• Set exercise 1: Return the stretch of the MySQL question from "And the result" through "with a subquery...", copied word for word.
• Set exercise 2: How would this sentence from the MySQL question read in Spanish: "I have a table with Entries from Participants with multiples Codes and I want to group them by how many Participants used how many distinct Codes."?

• Text block:
_____

如何在MYSQL中计算两列的差异

Question

I have a table with Entries from Participants with multiples Codes and I want to group them by how many Participants used how many distinct Codes.

This is my table

| CodeID | ClientID |
--------------------
|   1    |    36    |
|   1    |    36    |
|   2    |    36    |
|   3    |    36    |
|   10   |    36    |
|   9    |    36    |
|   3    |    36    |
|   2    |    36    |
|   1    |    38    |
|   1    |    39    |
|   1    |    40    |
|   2    |    40    |
|   3    |    40    |
|   1    |    41    |
|   2    |    41    |

I tried with Group By and I have half the result I'm looking for, this:

SELECT COUNT(DISTINCT CodeID) AS Codes, ClientID FROM Entry GROUP BY ClientID ORDER BY Codes

gives me this

| Codes | ClientID |
--------------------
|   1   |    38    |
|   1   |    39    |
|   2   |    41    |
|   3   |    40    |
|   5   |    36    |

And the result I'm looking for is this:

| Codes | Clients |
-------------------
|   1   |    2    |
|   2   |    1    |
|   3   |    1    |
|   5   |    1    |

I don't know if there is a way to do this with multiples GROUP BY or with a subquery...

_____

[Excerpts of location labeling data]

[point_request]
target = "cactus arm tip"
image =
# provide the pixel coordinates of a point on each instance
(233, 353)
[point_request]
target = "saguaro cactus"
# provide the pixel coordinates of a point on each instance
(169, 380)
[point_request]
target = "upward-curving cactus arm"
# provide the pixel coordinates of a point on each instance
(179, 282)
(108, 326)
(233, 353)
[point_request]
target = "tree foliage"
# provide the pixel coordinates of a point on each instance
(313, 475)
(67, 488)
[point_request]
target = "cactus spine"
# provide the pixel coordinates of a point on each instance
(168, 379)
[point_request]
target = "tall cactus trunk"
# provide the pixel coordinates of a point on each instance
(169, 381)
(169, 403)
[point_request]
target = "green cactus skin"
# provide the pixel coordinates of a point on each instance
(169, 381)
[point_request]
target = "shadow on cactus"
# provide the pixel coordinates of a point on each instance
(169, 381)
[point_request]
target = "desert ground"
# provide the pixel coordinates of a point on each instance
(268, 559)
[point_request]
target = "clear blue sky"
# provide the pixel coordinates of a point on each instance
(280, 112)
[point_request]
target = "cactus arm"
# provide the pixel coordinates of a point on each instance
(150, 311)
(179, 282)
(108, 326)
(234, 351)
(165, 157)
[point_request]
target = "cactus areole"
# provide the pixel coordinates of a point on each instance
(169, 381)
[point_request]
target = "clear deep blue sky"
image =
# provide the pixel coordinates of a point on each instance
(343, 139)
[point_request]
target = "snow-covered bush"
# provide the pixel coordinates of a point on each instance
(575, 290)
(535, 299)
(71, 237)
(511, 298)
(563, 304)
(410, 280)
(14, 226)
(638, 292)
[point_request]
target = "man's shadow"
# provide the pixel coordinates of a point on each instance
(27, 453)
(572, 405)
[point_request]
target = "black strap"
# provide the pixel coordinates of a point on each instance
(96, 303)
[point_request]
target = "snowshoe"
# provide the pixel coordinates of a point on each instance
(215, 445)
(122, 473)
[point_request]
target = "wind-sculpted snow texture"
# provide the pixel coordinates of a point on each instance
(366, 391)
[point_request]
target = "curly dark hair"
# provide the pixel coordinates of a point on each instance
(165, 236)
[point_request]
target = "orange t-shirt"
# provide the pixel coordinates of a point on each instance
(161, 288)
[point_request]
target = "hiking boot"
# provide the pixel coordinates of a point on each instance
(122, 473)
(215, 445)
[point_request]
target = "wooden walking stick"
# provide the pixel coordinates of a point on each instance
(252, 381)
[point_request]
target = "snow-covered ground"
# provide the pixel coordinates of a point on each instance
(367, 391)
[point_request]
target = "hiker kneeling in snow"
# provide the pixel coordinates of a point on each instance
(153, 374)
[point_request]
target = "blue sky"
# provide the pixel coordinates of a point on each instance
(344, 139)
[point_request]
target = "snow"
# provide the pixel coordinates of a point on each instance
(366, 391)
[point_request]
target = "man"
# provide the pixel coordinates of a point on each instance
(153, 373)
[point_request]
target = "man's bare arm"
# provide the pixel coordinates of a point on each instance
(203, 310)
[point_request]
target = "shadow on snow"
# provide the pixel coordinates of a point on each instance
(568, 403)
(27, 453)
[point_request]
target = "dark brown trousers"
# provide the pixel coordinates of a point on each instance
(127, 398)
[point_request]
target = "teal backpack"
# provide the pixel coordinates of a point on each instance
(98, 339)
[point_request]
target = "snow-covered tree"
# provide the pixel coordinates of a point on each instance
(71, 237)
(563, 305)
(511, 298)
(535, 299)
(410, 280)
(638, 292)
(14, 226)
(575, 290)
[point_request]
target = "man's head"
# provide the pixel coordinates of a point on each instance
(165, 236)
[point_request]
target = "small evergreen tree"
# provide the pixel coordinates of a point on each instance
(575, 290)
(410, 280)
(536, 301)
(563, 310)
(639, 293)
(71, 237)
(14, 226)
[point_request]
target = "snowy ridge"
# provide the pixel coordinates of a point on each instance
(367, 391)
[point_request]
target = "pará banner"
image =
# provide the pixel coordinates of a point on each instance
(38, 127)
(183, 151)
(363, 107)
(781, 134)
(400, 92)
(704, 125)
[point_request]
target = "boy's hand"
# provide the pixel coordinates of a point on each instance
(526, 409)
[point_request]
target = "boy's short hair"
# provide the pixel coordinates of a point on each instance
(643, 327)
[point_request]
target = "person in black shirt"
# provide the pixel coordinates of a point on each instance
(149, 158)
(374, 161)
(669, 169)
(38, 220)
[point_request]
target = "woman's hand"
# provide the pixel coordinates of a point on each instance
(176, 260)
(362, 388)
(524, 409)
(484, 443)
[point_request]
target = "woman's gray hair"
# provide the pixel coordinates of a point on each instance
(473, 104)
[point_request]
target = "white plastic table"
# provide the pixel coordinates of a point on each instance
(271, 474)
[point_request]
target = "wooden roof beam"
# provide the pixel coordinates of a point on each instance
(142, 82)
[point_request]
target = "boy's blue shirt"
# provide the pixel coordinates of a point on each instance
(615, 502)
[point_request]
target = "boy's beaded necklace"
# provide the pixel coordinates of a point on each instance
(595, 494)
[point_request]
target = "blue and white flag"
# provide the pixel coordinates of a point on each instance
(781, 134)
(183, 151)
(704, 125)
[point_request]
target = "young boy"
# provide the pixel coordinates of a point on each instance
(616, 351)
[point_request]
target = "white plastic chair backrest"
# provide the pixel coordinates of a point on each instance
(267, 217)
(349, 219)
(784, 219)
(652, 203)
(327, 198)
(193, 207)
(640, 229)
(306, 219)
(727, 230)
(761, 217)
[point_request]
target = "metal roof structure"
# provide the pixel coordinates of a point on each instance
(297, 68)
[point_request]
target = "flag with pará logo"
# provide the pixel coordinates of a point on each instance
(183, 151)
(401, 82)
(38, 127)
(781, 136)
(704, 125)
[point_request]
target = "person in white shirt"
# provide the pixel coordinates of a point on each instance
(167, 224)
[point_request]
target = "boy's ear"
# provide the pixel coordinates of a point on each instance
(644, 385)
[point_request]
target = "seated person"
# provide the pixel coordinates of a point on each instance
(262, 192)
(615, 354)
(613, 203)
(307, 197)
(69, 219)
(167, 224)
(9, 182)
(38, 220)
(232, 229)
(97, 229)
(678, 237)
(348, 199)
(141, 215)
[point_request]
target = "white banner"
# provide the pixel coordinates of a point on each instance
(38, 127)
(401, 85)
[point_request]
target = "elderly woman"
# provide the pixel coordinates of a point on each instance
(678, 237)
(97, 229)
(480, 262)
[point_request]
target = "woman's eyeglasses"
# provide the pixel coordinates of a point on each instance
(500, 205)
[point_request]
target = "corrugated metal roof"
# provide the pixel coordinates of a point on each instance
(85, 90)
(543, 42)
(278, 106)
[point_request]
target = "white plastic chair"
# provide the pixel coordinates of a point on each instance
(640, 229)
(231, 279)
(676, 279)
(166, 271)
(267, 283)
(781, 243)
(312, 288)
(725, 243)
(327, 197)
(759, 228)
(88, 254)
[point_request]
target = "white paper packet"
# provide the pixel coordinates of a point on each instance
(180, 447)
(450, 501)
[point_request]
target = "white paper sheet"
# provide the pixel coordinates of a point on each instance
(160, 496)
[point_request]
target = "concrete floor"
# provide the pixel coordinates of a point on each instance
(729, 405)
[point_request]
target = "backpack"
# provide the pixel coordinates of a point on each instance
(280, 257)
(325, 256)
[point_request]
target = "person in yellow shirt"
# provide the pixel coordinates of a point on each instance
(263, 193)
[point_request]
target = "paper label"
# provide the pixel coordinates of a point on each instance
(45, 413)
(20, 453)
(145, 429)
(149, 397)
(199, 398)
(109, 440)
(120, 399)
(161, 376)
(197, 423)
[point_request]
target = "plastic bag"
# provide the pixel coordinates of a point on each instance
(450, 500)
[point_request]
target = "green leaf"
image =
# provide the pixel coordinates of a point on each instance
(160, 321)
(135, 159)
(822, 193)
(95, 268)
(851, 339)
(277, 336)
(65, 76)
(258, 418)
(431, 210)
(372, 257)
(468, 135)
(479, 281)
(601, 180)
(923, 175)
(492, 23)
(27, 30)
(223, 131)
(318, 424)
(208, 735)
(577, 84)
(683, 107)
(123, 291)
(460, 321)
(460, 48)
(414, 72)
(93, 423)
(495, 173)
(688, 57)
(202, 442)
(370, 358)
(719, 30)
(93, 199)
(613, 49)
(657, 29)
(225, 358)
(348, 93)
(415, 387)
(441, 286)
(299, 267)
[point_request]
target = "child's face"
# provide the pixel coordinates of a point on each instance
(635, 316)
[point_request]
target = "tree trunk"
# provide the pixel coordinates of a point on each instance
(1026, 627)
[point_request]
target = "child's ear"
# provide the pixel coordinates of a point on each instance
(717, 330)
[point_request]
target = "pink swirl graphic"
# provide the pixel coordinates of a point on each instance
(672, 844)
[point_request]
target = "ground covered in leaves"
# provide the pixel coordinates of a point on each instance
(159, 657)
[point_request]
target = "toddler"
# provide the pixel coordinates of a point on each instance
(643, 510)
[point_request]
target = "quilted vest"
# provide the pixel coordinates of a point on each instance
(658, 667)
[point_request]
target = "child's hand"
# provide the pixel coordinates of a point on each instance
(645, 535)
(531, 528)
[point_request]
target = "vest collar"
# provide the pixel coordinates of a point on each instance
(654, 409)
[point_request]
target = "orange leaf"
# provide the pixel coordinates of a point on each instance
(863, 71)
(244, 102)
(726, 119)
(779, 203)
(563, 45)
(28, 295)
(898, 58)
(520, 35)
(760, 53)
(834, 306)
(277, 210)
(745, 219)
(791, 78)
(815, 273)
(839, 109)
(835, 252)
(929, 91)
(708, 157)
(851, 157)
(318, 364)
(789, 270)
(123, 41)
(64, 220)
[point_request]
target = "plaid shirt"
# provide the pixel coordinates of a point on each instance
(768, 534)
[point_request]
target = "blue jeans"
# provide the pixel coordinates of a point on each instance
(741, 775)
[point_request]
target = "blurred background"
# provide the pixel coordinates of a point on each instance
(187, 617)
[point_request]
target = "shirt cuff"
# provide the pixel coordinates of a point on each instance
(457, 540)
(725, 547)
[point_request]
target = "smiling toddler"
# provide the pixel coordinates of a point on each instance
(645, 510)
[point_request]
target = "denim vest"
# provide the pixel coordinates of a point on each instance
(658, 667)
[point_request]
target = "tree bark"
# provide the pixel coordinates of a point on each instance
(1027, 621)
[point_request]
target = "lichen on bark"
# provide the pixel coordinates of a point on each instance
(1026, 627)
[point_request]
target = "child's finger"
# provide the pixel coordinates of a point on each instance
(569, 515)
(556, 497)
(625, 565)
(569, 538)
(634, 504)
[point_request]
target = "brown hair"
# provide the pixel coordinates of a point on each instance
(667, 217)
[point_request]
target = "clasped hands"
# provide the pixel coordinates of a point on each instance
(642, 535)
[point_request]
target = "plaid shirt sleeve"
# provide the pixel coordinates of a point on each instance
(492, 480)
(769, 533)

_____

• Worked answer 1:
And the result I'm looking for is this:

| Codes | Clients |
-------------------
|   1   |    2    |
|   2   |    1    |
|   3   |    1    |
|   5   |    1    |

I don't know if there is a way to do this with multiples GROUP BY or with a subquery...

• Worked answer 2: Tengo una tabla con entradas de participantes con múltiples códigos y quiero agruparlas según cuántos participantes usaron cuántos códigos distintos.